- WHAT THE EXERCISE ASKS -
An exact copy of every record, with no pictures, please.

- THE RECORDS -
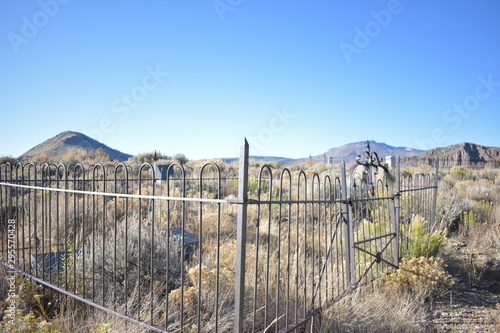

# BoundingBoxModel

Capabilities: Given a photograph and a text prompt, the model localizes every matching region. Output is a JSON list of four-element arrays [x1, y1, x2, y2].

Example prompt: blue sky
[[1, 0, 499, 160]]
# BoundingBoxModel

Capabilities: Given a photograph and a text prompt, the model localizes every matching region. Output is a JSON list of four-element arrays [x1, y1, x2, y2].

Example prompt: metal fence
[[0, 140, 438, 332]]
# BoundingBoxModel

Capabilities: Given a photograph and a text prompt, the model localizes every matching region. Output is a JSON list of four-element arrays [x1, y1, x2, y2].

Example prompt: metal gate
[[346, 142, 399, 288]]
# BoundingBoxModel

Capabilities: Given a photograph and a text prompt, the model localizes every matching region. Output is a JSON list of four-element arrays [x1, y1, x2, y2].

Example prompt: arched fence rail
[[0, 140, 438, 332]]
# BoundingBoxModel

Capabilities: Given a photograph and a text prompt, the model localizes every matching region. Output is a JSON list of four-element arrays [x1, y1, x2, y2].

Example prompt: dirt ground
[[429, 240, 500, 332]]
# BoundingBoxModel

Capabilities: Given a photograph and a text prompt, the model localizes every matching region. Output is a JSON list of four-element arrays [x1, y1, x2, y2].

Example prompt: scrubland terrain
[[318, 166, 500, 333], [0, 153, 499, 332]]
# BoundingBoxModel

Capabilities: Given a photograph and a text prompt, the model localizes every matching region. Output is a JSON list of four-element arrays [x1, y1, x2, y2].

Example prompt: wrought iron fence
[[0, 140, 438, 332]]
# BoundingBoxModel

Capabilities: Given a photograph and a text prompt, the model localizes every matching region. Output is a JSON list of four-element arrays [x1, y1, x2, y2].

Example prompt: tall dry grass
[[317, 285, 431, 333], [6, 162, 495, 332]]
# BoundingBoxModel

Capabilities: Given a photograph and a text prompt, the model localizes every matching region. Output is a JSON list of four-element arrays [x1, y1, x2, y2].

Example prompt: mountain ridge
[[305, 140, 424, 164], [401, 142, 500, 168], [220, 140, 425, 165], [15, 131, 500, 168]]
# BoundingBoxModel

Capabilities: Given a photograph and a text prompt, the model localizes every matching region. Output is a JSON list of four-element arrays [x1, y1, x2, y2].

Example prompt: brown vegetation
[[0, 158, 499, 332]]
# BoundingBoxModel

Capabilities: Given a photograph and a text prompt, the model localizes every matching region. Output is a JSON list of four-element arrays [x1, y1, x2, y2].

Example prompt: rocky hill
[[401, 142, 500, 168], [18, 131, 132, 162]]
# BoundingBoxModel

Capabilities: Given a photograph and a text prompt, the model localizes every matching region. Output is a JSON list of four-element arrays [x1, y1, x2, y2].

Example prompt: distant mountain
[[306, 140, 424, 165], [221, 155, 296, 165], [218, 140, 424, 166], [18, 131, 132, 162], [401, 142, 500, 168]]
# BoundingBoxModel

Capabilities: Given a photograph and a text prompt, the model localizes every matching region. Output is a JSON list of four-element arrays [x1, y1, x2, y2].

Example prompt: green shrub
[[0, 156, 18, 165], [173, 153, 188, 165], [401, 215, 445, 258], [450, 166, 473, 181], [460, 200, 493, 226], [479, 168, 498, 182]]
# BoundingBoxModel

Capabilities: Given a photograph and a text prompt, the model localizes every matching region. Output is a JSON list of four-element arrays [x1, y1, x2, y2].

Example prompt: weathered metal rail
[[0, 140, 437, 332]]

- SOLUTION TO THIS EXERCISE -
# BoundingBoxModel

Capabilities: Given a photograph and a text prompt, the model localizes every matching region. Output is a JSON list of four-element arrays [x1, y1, x2, y2].

Example prompt: blue sky
[[1, 0, 499, 160]]
# BoundingBoxModel

Capabilities: Given a photograph and a text prompt, the model localizes every matching region. Output is a JSON list of four-element arrays [x1, y1, x2, y2].

Example prompt: metal fence
[[0, 140, 438, 332]]
# BoundingBoxModel

Capabilities: Given a photograph and a text prompt, the model localizes every matching region. Output is a JSON list of four-element arrays [x1, y1, x2, y2].

Example prompt: metal gate
[[346, 142, 399, 288]]
# BoundingBoxModel

Capabilities: Given a photograph and a text prompt, the model localizes every matching region. Output is a JSON list of four-element arrays [x1, y1, x2, y2].

Example prompt: arched fence rail
[[0, 140, 438, 332]]
# BoundingBoxModel

Capabilities: Given a photograph and a text prompt, the model localizes every matching region. Output is a JSON list of four-element arrays [x1, y1, x2, y2].

Example prompt: dirt ground
[[429, 240, 500, 332]]
# BoundingBoxModel

Capabilities: Given a photograph and a text prompt, the model localizes every matching region. Output is a JSON list of four-element arrays [x1, y1, x2, y2].

Example prompt: scrubland terrain
[[318, 166, 500, 333], [0, 153, 499, 332]]
# BoundingBoxModel

Capabilities: Given a photograph and a text prompt, the model localizes every matching region. Output is a JSON list of four-element arrays [x1, y1, x2, y2].

Example prompt: wrought iron fence
[[0, 140, 438, 332]]
# BoundingBoxModel

Capabilities: Given a photograph and a text prompt, the model localizes every matching region. Output is a JSON list of four-element arrays [x1, y1, x2, y2].

Example prompt: tall dry grass
[[317, 285, 431, 333], [6, 162, 495, 332]]
# BoundingBoxModel

Capabilities: Given a photograph and a text prompt, the model localizes every matching region. Output is a JSON list of four-element arrays [x1, y1, x2, y2].

Example prompt: mountain ridge
[[305, 140, 424, 164], [401, 142, 500, 168], [220, 140, 425, 165], [15, 131, 500, 168]]
# BoundingBoxModel

Capabilities: Given a photograph and a text prompt, the model localizes every matching region. Output is a JSON list of four-element arrays [x1, y1, x2, y2].

Example prompt: brown vegetation
[[0, 158, 499, 332]]
# BoundingBoxModel

Capabilities: Given a photograph and a text prompt, the model localizes every matching region. Output is a JSON list of four-element arrays [x1, y1, x2, y2].

Example prompt: rocky hill
[[401, 142, 500, 168], [18, 131, 132, 162]]
# BoundingBoxModel

Capabilities: Given a photograph and a text prompt, the model localizes every matching region. Output is a JSON list of four-element arrays [x1, y1, x2, y2].

Example prompt: distant mountain
[[306, 140, 424, 165], [221, 155, 296, 165], [218, 140, 424, 166], [18, 131, 132, 162], [401, 142, 500, 168]]
# BoundingBoxModel

Capabilities: Given a photograph and a text prompt, the model localizes every matching region. Output is a JSON list of four-element arrays [x1, y1, x2, y2].

Example prompt: green shrub
[[0, 156, 18, 165], [173, 153, 188, 165], [401, 215, 445, 258], [450, 166, 473, 181], [460, 200, 493, 226], [479, 168, 498, 182]]
# BoundingBoxModel

Capabilities: Given a photograph and a text prompt, the model localizes every matching region. Output is a JSON list of four-element arrays [x1, y1, x2, y2].

Example prompt: weathered metal rail
[[0, 140, 437, 332]]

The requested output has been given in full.